Written instruction | Copy the items below from the start through the line containing "[(27, 268), (111, 265), (615, 265)]", changing every "power line tower" to "transmission tower" and leaving everything else the same.
--
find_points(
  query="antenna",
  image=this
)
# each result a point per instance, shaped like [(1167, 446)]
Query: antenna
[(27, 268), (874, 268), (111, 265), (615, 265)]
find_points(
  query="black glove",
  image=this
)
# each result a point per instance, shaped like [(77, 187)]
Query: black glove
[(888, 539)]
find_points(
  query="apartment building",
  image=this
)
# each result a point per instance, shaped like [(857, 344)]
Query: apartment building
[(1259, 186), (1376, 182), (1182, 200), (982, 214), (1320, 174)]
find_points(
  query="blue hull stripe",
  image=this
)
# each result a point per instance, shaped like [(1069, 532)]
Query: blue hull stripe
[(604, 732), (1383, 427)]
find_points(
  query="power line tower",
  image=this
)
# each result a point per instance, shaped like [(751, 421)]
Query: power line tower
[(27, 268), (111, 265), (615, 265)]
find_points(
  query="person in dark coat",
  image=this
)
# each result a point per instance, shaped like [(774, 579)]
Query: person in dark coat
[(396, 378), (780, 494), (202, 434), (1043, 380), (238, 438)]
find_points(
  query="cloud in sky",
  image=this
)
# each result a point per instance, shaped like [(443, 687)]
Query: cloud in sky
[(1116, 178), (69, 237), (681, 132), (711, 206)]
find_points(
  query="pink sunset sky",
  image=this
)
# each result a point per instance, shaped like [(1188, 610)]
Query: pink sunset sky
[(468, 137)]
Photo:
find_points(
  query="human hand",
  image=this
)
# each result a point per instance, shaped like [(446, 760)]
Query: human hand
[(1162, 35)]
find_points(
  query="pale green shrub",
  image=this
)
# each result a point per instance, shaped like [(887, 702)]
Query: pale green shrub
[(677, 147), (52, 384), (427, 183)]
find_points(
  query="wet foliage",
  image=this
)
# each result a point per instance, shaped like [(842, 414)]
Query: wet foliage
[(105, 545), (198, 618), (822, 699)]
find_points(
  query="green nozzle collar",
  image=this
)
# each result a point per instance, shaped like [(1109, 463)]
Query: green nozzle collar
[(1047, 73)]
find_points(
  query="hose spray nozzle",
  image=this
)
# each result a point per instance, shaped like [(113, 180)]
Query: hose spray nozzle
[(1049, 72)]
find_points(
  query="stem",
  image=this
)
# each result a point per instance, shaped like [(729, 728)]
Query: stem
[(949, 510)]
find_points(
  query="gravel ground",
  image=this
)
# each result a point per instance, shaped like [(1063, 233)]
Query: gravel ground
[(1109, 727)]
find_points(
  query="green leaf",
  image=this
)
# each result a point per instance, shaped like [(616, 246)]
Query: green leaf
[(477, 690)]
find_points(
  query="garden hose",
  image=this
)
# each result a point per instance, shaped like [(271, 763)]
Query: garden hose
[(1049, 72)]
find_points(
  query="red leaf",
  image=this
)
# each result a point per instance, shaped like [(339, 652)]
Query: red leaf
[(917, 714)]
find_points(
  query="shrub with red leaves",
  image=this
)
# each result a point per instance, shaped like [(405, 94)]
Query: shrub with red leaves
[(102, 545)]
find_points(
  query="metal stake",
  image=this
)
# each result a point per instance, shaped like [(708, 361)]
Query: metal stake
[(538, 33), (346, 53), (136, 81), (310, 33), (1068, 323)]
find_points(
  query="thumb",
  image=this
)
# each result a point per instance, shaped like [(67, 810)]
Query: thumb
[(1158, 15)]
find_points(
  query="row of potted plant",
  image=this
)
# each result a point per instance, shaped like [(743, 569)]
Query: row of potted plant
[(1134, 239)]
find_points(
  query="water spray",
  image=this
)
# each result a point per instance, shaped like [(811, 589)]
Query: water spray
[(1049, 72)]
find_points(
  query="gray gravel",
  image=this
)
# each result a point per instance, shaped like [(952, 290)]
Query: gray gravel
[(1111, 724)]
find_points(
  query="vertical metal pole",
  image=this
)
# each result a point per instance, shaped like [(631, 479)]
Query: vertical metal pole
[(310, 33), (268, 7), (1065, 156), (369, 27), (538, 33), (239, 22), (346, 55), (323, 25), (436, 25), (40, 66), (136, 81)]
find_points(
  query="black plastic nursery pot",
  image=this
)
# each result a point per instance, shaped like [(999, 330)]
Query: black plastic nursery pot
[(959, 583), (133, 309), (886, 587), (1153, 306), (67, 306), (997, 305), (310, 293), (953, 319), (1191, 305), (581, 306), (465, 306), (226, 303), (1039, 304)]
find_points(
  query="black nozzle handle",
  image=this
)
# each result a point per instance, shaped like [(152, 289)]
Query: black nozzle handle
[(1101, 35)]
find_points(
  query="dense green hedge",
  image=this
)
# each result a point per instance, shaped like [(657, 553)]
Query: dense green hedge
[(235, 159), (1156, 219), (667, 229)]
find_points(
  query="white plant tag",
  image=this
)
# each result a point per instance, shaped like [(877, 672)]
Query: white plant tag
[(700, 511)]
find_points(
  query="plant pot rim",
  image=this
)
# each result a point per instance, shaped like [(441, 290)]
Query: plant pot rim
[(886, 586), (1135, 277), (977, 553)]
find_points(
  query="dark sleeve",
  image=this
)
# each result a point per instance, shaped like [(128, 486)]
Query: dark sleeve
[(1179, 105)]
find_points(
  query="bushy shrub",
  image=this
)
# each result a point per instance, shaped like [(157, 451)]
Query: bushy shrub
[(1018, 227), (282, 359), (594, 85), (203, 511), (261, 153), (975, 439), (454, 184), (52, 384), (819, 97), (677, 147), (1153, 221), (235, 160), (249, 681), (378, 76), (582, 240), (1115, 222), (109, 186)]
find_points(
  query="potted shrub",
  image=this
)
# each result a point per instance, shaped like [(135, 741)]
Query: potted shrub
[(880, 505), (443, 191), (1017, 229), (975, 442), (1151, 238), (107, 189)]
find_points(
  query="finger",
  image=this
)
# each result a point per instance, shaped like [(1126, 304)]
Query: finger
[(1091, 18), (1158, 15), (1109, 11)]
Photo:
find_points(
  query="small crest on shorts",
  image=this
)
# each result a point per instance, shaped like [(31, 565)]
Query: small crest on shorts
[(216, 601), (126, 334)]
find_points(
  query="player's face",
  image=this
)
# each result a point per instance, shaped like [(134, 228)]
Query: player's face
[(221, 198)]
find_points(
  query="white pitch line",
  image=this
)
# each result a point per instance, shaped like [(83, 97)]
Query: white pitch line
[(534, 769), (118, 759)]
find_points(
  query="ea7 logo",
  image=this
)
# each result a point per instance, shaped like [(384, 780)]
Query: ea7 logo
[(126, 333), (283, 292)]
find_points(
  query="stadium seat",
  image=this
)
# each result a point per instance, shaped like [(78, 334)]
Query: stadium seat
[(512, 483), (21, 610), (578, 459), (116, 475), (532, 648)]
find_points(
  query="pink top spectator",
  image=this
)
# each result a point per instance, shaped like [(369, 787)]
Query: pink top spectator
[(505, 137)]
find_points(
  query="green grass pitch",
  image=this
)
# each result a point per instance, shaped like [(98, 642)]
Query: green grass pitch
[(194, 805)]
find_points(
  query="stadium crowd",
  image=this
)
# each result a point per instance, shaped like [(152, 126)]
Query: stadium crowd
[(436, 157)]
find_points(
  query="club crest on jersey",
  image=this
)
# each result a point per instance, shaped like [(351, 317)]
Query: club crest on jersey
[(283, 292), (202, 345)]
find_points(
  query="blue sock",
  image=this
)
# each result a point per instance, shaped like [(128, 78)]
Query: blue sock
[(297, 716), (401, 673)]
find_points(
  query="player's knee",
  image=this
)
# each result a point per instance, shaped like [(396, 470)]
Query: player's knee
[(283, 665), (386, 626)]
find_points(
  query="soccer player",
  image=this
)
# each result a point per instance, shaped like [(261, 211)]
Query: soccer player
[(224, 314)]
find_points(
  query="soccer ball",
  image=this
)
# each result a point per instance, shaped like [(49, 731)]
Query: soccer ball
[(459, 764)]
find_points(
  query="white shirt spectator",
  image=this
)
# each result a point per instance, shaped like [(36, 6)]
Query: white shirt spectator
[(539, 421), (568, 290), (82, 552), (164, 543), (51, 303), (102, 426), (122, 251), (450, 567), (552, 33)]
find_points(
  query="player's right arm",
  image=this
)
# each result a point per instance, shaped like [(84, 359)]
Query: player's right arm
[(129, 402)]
--
Exercise result |
find_points(
  query="antenna",
  image=this
)
# each result a point per instance, shaped like [(1167, 446)]
Query: antenna
[(27, 268), (874, 268), (111, 265), (615, 265)]
find_points(
  query="black glove",
  image=this
)
# each result a point per instance, shaped like [(77, 187)]
Query: black glove
[(888, 539)]
find_points(
  query="apartment building",
  image=this
)
# each result a point per instance, shaped like [(857, 344)]
Query: apartment building
[(1259, 186), (1376, 182), (1182, 200), (982, 214), (1320, 174)]
find_points(
  query="blue hull stripe",
  image=this
)
# each result a point per instance, shaped like [(1069, 532)]
Query: blue hull stripe
[(604, 732), (1383, 427)]
find_points(
  query="transmission tower",
  image=this
)
# each result a point per instance, shaped like [(751, 421)]
Query: transmission tower
[(27, 268), (111, 265), (615, 265)]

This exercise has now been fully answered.